Из новой (февральской) телеграммы стало понятнее, почему Троцкий указывает на тюремный режим алма-атинской гостиницы. Троцкий настаивал, что фактически произошла подмена ссылки арестом: «Условия тюремного заключения можно создать в Москве. Незачем ссылать [за] 4 тысячи верст», — негодовал Лев Давидович, вспоминая, вероятно, сравнительно комфортные условия его первой ссылки по приговору царского суда в Восточную Сибирь в годы юности. Особенно раздражал его теперь отказ начальника местного управления ГПУ разрешить Троцкому пойти на охоту [752] .
752
Архив Троцкого. Фонд 13. Т-1108; Троцкий Л. Дневники и письма. С. 19.

--------------------

ПРОВЕРЬТЕ СЕБЯ
1. Что, согласно отрывку о ссылке Троцкого, особенно раздражало его теперь?
2. Отредактируйте отрывок о ссылке Троцкого: перепишите всё от слов «Из новой (февральской)» вплоть до слов «охоту [752] .», заменив «Восточную Сибирь» на «Западную Сибирь».

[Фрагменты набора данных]
--------------------

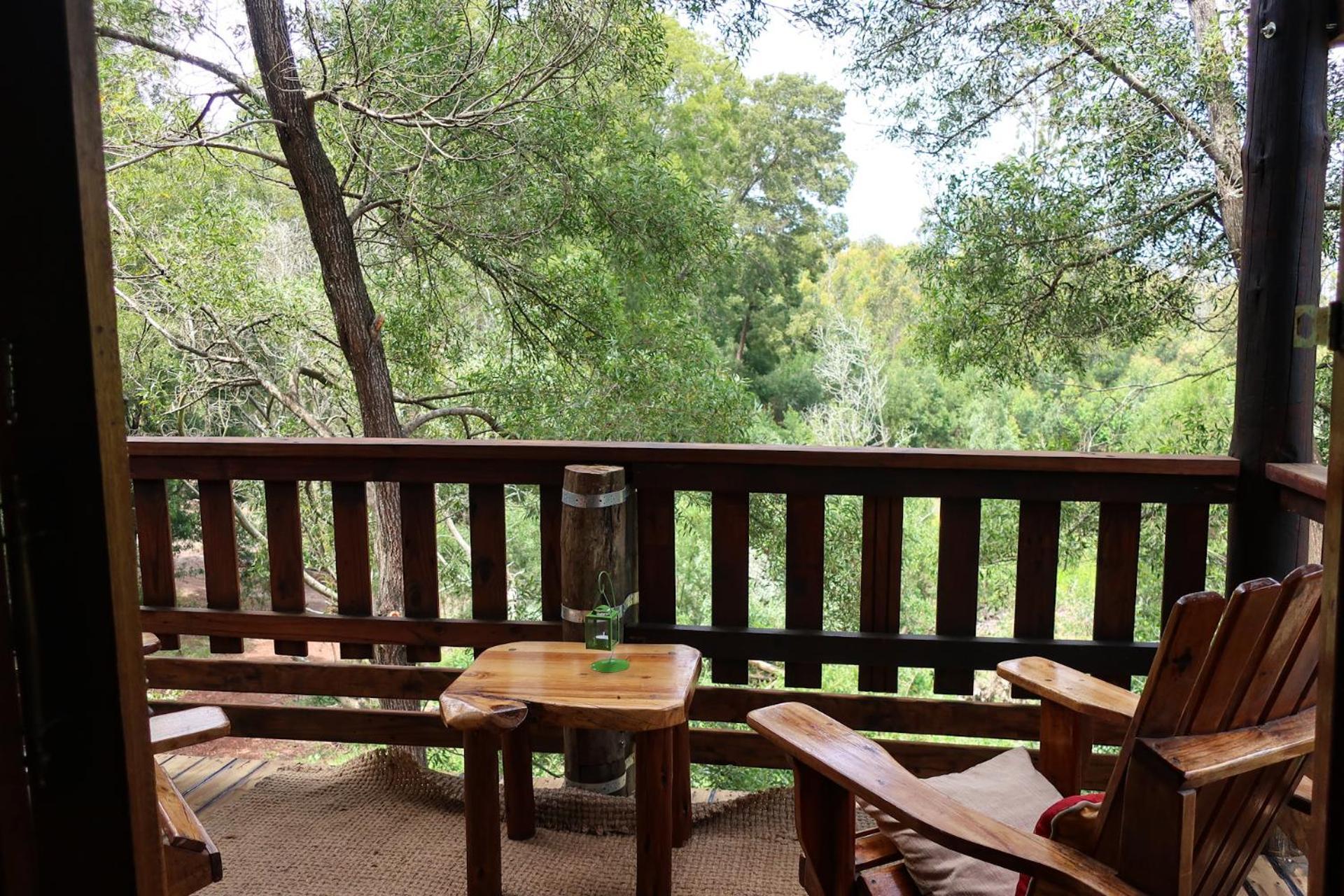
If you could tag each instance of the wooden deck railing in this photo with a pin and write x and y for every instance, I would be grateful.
(1040, 481)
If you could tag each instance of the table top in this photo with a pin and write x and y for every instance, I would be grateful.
(556, 682)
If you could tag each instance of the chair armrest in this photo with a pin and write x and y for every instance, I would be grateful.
(191, 860)
(1203, 760)
(813, 739)
(1072, 690)
(477, 713)
(187, 727)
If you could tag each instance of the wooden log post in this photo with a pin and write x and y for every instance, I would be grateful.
(594, 539)
(1284, 181)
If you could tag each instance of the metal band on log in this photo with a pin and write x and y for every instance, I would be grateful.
(594, 539)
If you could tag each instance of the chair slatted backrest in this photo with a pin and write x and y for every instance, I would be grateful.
(1226, 665)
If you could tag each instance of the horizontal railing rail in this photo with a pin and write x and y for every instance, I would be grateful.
(1301, 488)
(806, 476)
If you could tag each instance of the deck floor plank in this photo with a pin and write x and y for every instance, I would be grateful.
(209, 780)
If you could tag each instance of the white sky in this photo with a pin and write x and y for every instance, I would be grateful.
(891, 182)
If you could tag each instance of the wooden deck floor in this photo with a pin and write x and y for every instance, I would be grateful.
(207, 780)
(204, 780)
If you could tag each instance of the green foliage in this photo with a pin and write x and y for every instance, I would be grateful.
(772, 150)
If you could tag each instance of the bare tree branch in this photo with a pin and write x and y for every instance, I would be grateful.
(181, 55)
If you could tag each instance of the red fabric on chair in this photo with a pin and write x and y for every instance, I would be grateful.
(1053, 824)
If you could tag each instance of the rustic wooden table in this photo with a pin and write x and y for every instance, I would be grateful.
(556, 685)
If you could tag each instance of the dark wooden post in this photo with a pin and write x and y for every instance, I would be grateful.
(1284, 182)
(594, 533)
(1326, 864)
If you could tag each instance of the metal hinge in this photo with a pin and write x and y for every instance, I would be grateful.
(1319, 326)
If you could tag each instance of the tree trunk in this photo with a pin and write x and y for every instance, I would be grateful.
(343, 279)
(1215, 64)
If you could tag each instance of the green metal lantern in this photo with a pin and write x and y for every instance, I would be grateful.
(604, 628)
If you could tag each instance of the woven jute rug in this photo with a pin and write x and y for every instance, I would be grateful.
(381, 825)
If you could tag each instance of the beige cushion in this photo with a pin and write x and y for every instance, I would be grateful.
(1007, 788)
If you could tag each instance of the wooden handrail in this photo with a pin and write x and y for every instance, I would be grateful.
(732, 473)
(1301, 488)
(737, 468)
(517, 450)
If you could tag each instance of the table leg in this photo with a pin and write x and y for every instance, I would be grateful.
(682, 785)
(482, 777)
(654, 812)
(519, 804)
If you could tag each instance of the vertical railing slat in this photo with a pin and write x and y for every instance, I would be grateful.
(153, 533)
(729, 556)
(958, 584)
(1038, 573)
(1117, 575)
(656, 554)
(354, 592)
(219, 548)
(489, 551)
(550, 512)
(879, 580)
(1186, 554)
(803, 580)
(420, 561)
(286, 550)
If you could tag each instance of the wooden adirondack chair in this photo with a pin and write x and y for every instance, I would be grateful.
(1215, 747)
(191, 859)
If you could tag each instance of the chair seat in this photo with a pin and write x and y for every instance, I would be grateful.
(889, 880)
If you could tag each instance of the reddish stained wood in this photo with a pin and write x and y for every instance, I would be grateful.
(710, 746)
(153, 536)
(851, 648)
(550, 514)
(958, 582)
(823, 816)
(354, 593)
(656, 554)
(1038, 573)
(1186, 554)
(219, 546)
(286, 550)
(315, 451)
(1117, 575)
(1327, 865)
(489, 552)
(879, 580)
(1306, 479)
(420, 561)
(519, 799)
(482, 777)
(682, 785)
(803, 578)
(654, 754)
(729, 575)
(863, 713)
(1065, 747)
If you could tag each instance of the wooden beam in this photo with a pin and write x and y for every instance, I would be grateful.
(1326, 867)
(710, 746)
(863, 713)
(65, 491)
(1046, 476)
(844, 648)
(1284, 182)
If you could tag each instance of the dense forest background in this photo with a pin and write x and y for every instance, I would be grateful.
(580, 219)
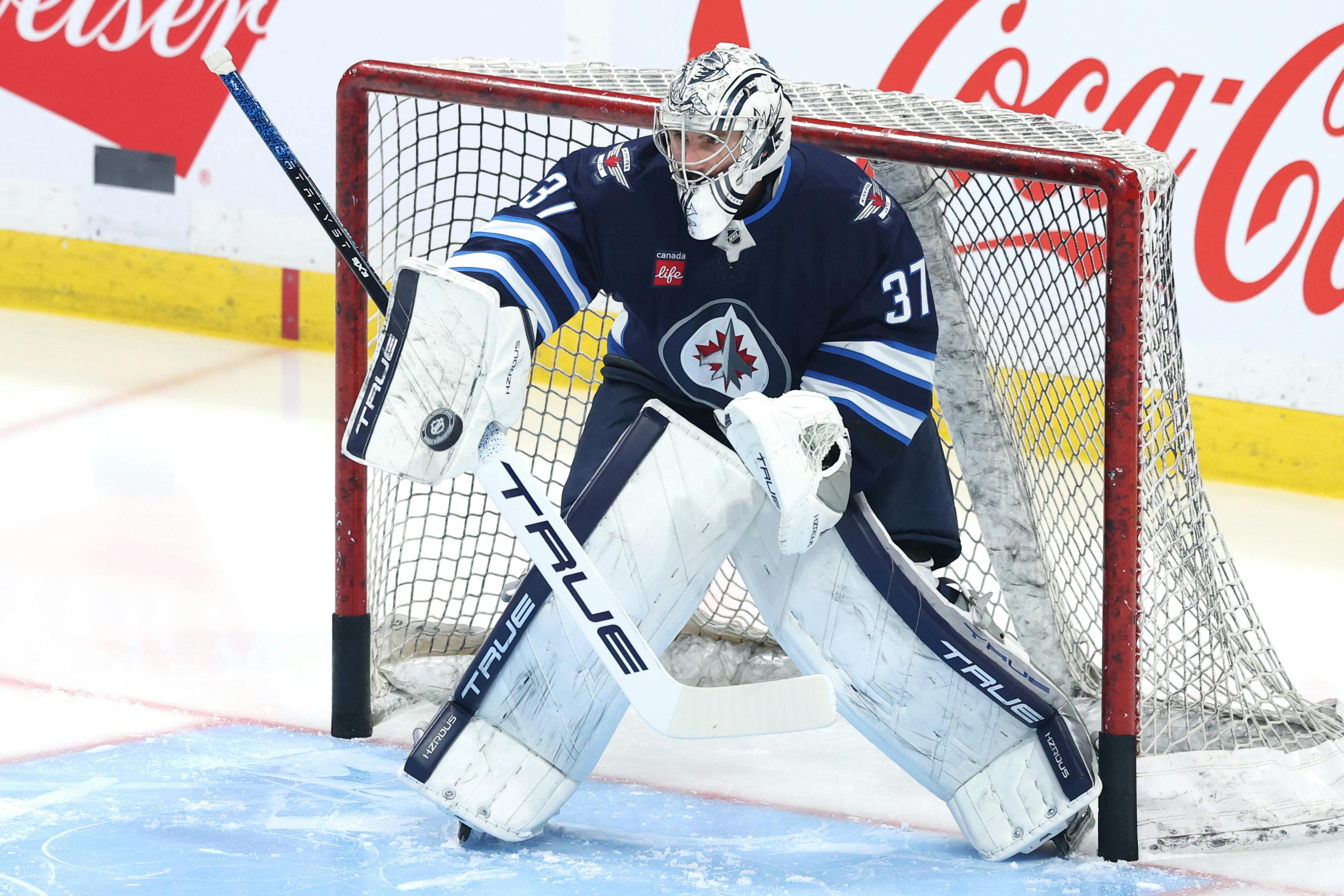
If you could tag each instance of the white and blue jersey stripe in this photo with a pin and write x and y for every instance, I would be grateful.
(830, 296)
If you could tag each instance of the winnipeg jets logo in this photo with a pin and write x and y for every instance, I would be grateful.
(615, 164)
(874, 202)
(728, 361)
(688, 92)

--------------------

ОТВЕТЫ К ЗАДАНИЯМ
1. Отказ начальника местного управления ГПУ разрешить Троцкому пойти на охоту.

2.
Из новой (февральской) телеграммы стало понятнее, почему Троцкий указывает на тюремный режим алма-атинской гостиницы. Троцкий настаивал, что фактически произошла подмена ссылки арестом: «Условия тюремного заключения можно создать в Москве. Незачем ссылать [за] 4 тысячи верст», — негодовал Лев Давидович, вспоминая, вероятно, сравнительно комфортные условия его первой ссылки по приговору царского суда в Западную Сибирь в годы юности. Особенно раздражал его теперь отказ начальника местного управления ГПУ разрешить Троцкому пойти на охоту [752] .